■ WRITTEN TASK: Copy each of the records below word for word, leaving nothing out.

---

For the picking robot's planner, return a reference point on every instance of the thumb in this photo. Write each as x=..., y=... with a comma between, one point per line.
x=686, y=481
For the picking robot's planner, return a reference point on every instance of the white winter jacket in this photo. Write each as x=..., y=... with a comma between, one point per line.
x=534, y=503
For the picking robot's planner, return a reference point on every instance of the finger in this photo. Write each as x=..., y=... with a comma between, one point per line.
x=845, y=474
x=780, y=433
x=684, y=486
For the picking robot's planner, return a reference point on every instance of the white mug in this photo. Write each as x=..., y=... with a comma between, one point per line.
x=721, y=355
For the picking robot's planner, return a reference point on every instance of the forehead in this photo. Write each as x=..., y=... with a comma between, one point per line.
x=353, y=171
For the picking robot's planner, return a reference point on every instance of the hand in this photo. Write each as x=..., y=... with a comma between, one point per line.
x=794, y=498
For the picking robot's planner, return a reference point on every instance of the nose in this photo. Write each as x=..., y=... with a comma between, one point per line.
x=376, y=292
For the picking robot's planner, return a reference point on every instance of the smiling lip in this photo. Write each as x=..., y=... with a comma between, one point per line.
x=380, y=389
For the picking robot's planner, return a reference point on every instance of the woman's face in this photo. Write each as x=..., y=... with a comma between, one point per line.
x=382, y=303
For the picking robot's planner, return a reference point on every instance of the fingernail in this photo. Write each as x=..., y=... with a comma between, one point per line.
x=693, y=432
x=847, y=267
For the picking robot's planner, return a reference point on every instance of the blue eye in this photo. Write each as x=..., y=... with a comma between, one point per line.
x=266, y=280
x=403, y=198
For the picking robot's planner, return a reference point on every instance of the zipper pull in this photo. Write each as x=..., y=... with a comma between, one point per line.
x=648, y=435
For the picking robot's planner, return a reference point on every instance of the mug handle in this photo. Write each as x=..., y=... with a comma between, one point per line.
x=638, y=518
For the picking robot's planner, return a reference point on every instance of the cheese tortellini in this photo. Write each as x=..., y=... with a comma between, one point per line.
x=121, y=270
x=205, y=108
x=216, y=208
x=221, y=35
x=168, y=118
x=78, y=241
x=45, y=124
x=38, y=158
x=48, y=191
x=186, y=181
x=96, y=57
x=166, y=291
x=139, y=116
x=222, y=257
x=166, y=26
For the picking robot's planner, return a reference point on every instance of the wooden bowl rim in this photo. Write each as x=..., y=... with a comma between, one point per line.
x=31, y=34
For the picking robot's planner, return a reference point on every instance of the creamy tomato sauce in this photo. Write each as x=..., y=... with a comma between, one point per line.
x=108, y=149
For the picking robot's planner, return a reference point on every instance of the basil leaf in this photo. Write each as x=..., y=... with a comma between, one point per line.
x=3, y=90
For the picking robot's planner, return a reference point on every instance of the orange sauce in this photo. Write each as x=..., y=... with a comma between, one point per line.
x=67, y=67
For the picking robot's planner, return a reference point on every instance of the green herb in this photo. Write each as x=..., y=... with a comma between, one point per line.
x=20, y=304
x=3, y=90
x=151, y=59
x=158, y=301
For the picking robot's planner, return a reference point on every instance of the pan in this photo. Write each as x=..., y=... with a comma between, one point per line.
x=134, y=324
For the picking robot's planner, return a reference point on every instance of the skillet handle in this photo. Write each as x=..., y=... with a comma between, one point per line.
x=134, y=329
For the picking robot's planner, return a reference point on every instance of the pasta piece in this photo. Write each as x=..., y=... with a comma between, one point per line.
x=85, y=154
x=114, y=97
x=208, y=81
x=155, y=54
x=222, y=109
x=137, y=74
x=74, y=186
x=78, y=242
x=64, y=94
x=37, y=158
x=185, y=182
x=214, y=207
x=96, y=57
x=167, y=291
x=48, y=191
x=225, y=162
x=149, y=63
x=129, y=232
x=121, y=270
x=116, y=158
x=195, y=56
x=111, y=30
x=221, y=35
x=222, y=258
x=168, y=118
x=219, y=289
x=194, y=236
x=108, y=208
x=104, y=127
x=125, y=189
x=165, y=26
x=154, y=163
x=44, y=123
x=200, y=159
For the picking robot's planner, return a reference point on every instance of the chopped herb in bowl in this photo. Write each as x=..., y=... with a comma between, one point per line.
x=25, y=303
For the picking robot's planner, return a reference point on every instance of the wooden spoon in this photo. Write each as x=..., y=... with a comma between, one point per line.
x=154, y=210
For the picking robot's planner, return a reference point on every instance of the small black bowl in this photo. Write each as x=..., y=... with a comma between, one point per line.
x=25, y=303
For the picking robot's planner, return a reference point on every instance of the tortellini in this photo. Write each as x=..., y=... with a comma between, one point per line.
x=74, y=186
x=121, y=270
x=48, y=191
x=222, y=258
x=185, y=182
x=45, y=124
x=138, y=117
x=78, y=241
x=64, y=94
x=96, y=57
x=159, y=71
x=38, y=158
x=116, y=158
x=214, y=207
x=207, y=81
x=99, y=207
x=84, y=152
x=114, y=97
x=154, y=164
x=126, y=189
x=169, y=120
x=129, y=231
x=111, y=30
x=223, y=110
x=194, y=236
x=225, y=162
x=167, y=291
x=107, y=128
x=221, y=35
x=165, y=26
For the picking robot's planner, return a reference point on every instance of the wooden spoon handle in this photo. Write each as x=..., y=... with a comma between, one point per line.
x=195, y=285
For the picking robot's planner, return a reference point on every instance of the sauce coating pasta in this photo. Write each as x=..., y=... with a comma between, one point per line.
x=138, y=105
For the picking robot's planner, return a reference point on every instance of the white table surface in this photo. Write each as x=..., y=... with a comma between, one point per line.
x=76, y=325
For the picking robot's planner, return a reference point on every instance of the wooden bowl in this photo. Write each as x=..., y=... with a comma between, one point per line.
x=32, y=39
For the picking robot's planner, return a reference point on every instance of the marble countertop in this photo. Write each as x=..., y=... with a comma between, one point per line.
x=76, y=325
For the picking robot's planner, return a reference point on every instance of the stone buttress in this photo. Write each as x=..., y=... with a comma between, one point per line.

---

■ FULL SOLUTION:
For the picking robot's planner, return a reference point on every instance of the thumb in this photo. Write each as x=..., y=... with a comma between, one point per line.
x=686, y=481
For the picking robot's planner, return a reference point on every instance of the white winter jacket in this photo. Write each as x=..., y=... with a comma between, one point per line.
x=534, y=503
For the picking robot's planner, return a reference point on every instance of the finger in this photo. Write each as x=..., y=... with a comma between, one point per line.
x=845, y=474
x=780, y=433
x=684, y=486
For the picking robot's planner, return a reference point on every instance of the white mug in this photo. Write each as x=..., y=... with a comma between, one point per line.
x=721, y=355
For the picking robot's planner, return a reference point on every instance of the forehead in this photo. Write each as x=..., y=... with a comma between, one point per line.
x=353, y=171
For the picking robot's planner, return a reference point on every instance of the hand in this photo. Write each as x=..., y=... with a comma between, one point per line.
x=794, y=498
For the picking robot's planner, return a reference point on every instance of the nose in this photo. Write each as x=..., y=... with a comma between, one point per line.
x=376, y=292
For the picking robot's planner, return a reference point on every instance of the smiling lip in this photo. Write each as x=..., y=... with a comma between, one point per line.
x=380, y=389
For the picking robot's planner, return a reference point on every instance of the woman's face in this photo. Write each as x=..., y=... with a comma between, one point per line.
x=382, y=303
For the picking robot's planner, return a reference point on every instance of the fingernail in this photo. Write each as x=..., y=... with a comma between, one point per line.
x=693, y=432
x=847, y=267
For the picking robot's planner, return a reference point on every instance of the blue eye in this photo. Write each as x=..., y=... with a comma between, one point per line.
x=266, y=280
x=403, y=198
For the picking robot's planner, return a reference point on every instance of the zipper pull in this photo. Write each as x=..., y=... with a comma between, one point per line.
x=648, y=435
For the picking robot's planner, return a reference point on every instance of the mug handle in this photo. Write each as x=..., y=... with a comma between, one point per line.
x=638, y=518
For the picking robot's planner, return a reference point on every instance of the cheese tortellini in this photo. Write each as x=..., y=... with a comma between, one point per line.
x=121, y=270
x=205, y=108
x=216, y=208
x=221, y=35
x=168, y=118
x=78, y=241
x=45, y=124
x=38, y=158
x=48, y=191
x=186, y=181
x=96, y=57
x=166, y=291
x=139, y=116
x=222, y=257
x=166, y=26
For the picking robot's planner, return a reference point on every instance of the wooden bowl rim in this photo. Write each as x=..., y=... with a comma between, one point per line.
x=31, y=34
For the picking robot's planner, return a reference point on every instance of the creamy tomato sauce in this photo. Write each as x=..., y=... with a comma between, one point per line.
x=108, y=149
For the picking robot's planner, return a reference point on every instance of the basil leaf in this photo. Write each as x=..., y=... with a comma between, one point per line.
x=3, y=90
For the picking robot's planner, return a reference point on every instance of the orange sauce in this photo. Write each as x=..., y=... with a comma between, one point per line.
x=67, y=67
For the picking robot's planner, return a reference point on every instance of the green herb in this photo. Write each as x=..., y=... with a comma between, one point per line.
x=20, y=304
x=3, y=90
x=151, y=59
x=158, y=301
For the picking robot's planner, return a reference point on every instance of the pan in this photo. Write each as x=..., y=... with a comma between, one point per line.
x=134, y=324
For the picking robot's planner, return a reference point on every instance of the skillet handle in this photo. Write each as x=..., y=... with a comma between, one point per line.
x=134, y=329
For the picking robot's planner, return a reference point on every instance of the pasta piece in this photo. Write each as x=..., y=... with a comma between, one point per line.
x=85, y=154
x=114, y=97
x=208, y=81
x=155, y=54
x=222, y=109
x=137, y=74
x=74, y=186
x=78, y=242
x=64, y=94
x=37, y=158
x=185, y=182
x=214, y=207
x=96, y=57
x=167, y=291
x=48, y=191
x=225, y=162
x=149, y=63
x=129, y=232
x=121, y=270
x=116, y=158
x=195, y=56
x=111, y=30
x=221, y=35
x=222, y=258
x=168, y=118
x=219, y=289
x=194, y=236
x=108, y=208
x=104, y=127
x=125, y=189
x=165, y=26
x=154, y=163
x=44, y=123
x=200, y=159
For the picking robot's planner, return a reference point on every instance of the chopped herb in bowl in this photo. Write each as x=..., y=... with a comma between, one point per line.
x=25, y=303
For the picking robot's planner, return a reference point on every instance of the wooden spoon in this photo. Write each as x=..., y=... with a comma between, one point per line.
x=154, y=210
For the picking robot's planner, return a reference point on every instance of the small black bowl in this photo. Write each as x=..., y=... with a comma between, one point per line.
x=25, y=303
For the picking robot's planner, return a reference point on every instance of the tortellini in this photo. Write each as x=..., y=... with a comma between, one point per line.
x=74, y=186
x=121, y=270
x=48, y=191
x=222, y=258
x=185, y=182
x=45, y=124
x=138, y=117
x=78, y=241
x=64, y=94
x=96, y=57
x=159, y=71
x=38, y=158
x=116, y=158
x=214, y=207
x=207, y=81
x=99, y=207
x=84, y=152
x=114, y=97
x=154, y=164
x=126, y=189
x=169, y=120
x=129, y=231
x=111, y=30
x=223, y=110
x=194, y=236
x=225, y=162
x=167, y=291
x=107, y=128
x=221, y=35
x=165, y=26
For the picking robot's planner, return a reference point on every instance of the wooden spoon handle in this photo. Write each as x=..., y=... with a comma between, one point per line.
x=195, y=285
For the picking robot's planner, return a reference point on every instance of the sauce coating pasta in this photo. Write each as x=..., y=... with a comma between, one point per line.
x=138, y=105
For the picking robot's planner, return a reference point on every instance of the white table surface in this photo. Write each as x=..., y=... with a comma between, one point per line.
x=76, y=325
For the picking robot's planner, return a reference point on every instance of the wooden bowl in this photo. Write each as x=..., y=... with a comma between, one point per line.
x=32, y=39
For the picking robot's planner, return a reference point on every instance of the marble countertop in this photo. Write each as x=..., y=... with a comma between, one point per line.
x=76, y=325
For the picking robot's planner, return a reference point on every instance of the stone buttress in this photo. Write each as x=..., y=... with a comma between, one point per line.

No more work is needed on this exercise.